* DATASET ROWS
·····

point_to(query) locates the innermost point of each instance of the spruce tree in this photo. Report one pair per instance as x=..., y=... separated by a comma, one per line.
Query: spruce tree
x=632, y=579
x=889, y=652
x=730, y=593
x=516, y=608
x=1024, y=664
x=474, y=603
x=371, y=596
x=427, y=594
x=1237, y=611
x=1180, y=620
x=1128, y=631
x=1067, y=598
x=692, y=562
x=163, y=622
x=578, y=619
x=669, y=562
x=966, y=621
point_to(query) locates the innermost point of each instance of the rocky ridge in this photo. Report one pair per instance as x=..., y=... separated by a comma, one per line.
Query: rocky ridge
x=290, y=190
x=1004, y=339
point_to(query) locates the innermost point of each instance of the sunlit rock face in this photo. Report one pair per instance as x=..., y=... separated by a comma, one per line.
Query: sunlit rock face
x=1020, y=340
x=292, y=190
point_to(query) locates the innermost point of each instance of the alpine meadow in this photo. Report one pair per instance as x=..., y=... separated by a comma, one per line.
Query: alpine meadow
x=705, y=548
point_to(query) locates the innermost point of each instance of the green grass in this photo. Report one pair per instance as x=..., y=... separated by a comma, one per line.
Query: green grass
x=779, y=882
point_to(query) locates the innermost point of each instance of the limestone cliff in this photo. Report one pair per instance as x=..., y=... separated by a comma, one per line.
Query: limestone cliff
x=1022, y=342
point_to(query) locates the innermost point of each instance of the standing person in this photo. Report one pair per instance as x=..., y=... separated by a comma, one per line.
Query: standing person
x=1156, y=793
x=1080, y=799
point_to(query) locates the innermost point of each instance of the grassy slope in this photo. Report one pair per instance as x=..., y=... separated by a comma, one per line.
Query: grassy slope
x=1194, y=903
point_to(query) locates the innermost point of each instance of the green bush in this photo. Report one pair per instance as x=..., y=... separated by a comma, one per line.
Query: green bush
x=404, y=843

·····

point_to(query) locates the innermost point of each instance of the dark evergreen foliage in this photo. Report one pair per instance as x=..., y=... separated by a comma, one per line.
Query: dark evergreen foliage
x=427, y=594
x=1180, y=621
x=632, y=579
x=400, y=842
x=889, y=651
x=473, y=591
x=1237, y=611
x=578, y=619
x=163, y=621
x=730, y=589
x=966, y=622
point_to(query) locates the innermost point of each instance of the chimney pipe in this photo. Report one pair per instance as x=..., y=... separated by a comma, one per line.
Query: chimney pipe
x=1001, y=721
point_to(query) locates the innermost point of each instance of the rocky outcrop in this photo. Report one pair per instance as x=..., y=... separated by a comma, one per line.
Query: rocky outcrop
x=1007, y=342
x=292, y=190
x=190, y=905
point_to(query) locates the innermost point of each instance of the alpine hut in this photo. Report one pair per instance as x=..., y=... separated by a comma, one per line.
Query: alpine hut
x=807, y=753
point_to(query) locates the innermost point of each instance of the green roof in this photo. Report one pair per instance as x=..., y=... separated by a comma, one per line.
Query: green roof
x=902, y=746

·····

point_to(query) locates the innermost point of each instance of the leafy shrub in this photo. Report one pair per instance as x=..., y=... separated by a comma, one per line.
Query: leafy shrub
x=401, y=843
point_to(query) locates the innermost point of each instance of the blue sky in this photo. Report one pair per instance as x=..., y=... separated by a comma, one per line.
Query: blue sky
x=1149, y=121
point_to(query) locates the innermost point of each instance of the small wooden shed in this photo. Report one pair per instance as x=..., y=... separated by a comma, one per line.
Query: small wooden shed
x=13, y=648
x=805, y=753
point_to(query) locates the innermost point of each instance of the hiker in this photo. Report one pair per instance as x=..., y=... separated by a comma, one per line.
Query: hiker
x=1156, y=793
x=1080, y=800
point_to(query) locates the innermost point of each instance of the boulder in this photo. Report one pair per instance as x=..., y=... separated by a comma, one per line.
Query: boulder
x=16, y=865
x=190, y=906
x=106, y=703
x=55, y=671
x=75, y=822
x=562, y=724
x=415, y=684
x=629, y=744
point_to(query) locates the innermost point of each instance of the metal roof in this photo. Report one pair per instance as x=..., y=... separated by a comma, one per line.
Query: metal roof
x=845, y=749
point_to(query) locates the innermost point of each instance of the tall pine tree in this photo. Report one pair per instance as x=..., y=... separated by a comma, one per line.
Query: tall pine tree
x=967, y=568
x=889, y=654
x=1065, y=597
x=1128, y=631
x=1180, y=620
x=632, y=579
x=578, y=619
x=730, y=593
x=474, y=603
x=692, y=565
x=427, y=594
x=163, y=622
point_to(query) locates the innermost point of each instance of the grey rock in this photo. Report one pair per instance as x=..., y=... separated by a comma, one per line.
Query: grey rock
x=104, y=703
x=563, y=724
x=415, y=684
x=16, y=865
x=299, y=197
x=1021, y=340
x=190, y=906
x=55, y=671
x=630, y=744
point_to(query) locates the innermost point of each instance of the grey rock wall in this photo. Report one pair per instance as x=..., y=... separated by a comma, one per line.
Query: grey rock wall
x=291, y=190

·····

* EXERCISE BRIEF
Please turn the material from the line containing "of the standing" through the line containing "x=1080, y=799", both included, into a numbered list with no blank lines.

* TASK SOLUTION
1. point_to(query) locates the innermost point of each instance of the standing person in this photo. Report one pair per instance as x=..., y=... separated by a comma, one per line.
2. Query: standing person
3. x=1156, y=793
4. x=1080, y=799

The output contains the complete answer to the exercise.